作業内容:
• 1. セパン戦の記事をもとに、次の問いに一つずつ答えること。
(a) セパン戦は何年に始まったか。
(b) アンドレ・クートがセパン戦で優勝したのは何年の大会か。
(c) 公式練習が始まる時点の路面温度は何℃だったか。
• 2. 次の各文がセパン戦の記事の内容と合うかどうかを、「はい」か「いいえ」で答えること。判断の根拠となる記事の語句も、そのまま引用して添えること。
(a) 公式予選の日、セパン・サーキットはスコールに見舞われた。
(b) アンドレ・クートは現在、シリーズランキング10位である。
(c) 公式練習に出たGT300クラスのマシンは13台だった。
• 3. セパン戦のレース記事を、最後の文の続きから書き継ぐこと。

本文:
2010/06/20
SUPER GT Rd.4 Sepang

アンドレ・クート、苦しいレースを10位で終える。

SUPER GT第4戦は6月19、20日の両日、舞台をセパン・インターナショナル・サーキット(マレーシア)に移して開催された。2000年からスタートし、今回記念すべき10周年を迎えたセパン戦だが、赤道に近い灼熱のレースは毎年、マシンやタイヤ、そしてドライバーに過酷な条件を与えている。
その2004年大会を優勝で飾ったGRMドライバーのアンドレ・クートは、現在シリーズランキング10位。この中盤戦で確実にポイントを稼ぐことがシーズン後半の行方を占う上でも重要となる。


6月19日(土)、公式予選が行われたこの日は熱帯雨林気候独特のスコールに見舞われることもなく、セパン・サーキットの上空は終日晴れわたっていた。
そして、10:45~11:15の公式練習が始まる時点で気温は既に32℃(路面温度40℃)まで上昇していた。その中で各チームは午後の予選に向けたマシンの調整を進めた(GT500クラス:13台、GT300クラス:19台)。このセッションでのDENSO DUNLOP SARD SC430のタイムは11番手となる2’00.465だった。

抜粋データ:
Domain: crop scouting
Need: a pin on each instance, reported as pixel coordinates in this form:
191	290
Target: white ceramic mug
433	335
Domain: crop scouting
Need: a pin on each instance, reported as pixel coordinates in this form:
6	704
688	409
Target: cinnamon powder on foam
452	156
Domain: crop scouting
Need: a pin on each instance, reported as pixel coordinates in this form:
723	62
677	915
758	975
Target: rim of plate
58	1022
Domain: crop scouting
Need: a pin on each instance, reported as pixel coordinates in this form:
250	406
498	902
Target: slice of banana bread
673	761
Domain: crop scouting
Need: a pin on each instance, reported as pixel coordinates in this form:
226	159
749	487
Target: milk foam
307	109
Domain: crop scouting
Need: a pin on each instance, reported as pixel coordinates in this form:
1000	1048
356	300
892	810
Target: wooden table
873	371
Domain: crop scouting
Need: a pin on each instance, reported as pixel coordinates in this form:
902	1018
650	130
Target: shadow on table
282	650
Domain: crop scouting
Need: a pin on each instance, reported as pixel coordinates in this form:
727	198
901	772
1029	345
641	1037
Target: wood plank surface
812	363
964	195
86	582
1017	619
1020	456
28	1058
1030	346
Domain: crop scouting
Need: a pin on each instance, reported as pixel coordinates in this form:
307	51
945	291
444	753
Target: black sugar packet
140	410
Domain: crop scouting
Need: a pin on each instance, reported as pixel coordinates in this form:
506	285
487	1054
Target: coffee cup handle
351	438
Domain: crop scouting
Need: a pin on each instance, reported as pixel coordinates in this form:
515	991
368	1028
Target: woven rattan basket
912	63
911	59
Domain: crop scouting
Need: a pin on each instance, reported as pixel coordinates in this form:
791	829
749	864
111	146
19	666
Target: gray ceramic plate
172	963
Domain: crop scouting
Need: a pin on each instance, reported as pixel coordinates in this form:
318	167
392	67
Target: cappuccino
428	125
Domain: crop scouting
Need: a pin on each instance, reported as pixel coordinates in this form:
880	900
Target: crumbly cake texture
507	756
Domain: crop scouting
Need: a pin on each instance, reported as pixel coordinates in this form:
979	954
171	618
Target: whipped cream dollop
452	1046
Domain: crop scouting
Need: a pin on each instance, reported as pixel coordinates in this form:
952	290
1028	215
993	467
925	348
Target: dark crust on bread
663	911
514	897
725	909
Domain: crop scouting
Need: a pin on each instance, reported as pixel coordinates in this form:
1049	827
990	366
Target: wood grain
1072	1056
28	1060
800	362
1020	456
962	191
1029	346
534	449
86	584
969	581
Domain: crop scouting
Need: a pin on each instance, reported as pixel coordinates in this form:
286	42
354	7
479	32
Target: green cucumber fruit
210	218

各作業の結果:
• 1.
(a) 2000年
(b) 2004年
(c) 40℃

• 2.
(a) いいえ。「スコールに見舞われることもなく」
(b) はい。「現在シリーズランキング10位」
(c) いいえ。「GT300クラス:19台」

• 3.
公式予選1回目は14:15からスタート。初めの30分はGT500とGT300の混走セッション。ここで二人のドライバーが基準タイムをクリアし、その後各クラス専有のセッションへと続き、それぞれタイムアタックに入る。この時点で気温は34℃(路面温度42℃)に達していた。アタックドライバーのアンドレ・クートは、DENSO DUNLOP SARD SC430の39号車を操り10分間のセッションでベストを尽くした。しかし、中高速コーナーの多いレイアウトや路面状況にタイヤの特質がマッチしなかったか、結果は13番手のタイム(1’59.315)に止まり、スーパーラップ進出は成らなかった。


翌20日(日)は朝からやや曇り空だったが、気温31℃、湿度は70%と蒸し暑く、セパンらしい決勝日を迎えることとなった。朝のフリー走行でマシンの最終確認を行った各チームは16:00のレーススタート時刻を待った。その間、コース上ではScirocco Cup China、Toyota Vios/ Yaris, GT3 Asia Seriesのサポートレースが開催され、またピットウォークを始め様々なイベントがサーキットの随所で行われ、マレーシアのモータースポーツファンは存分にその模様を堪能していた。(主催者発表入場者数:27,500人)

そして、気温37℃(路面温度48℃)まで上昇した中で、いよいよメインイベント、54周に及ぶSUPER GT「SUPER GT INTERNATIONAL SERIES MALAYSIA」の火蓋がきられた。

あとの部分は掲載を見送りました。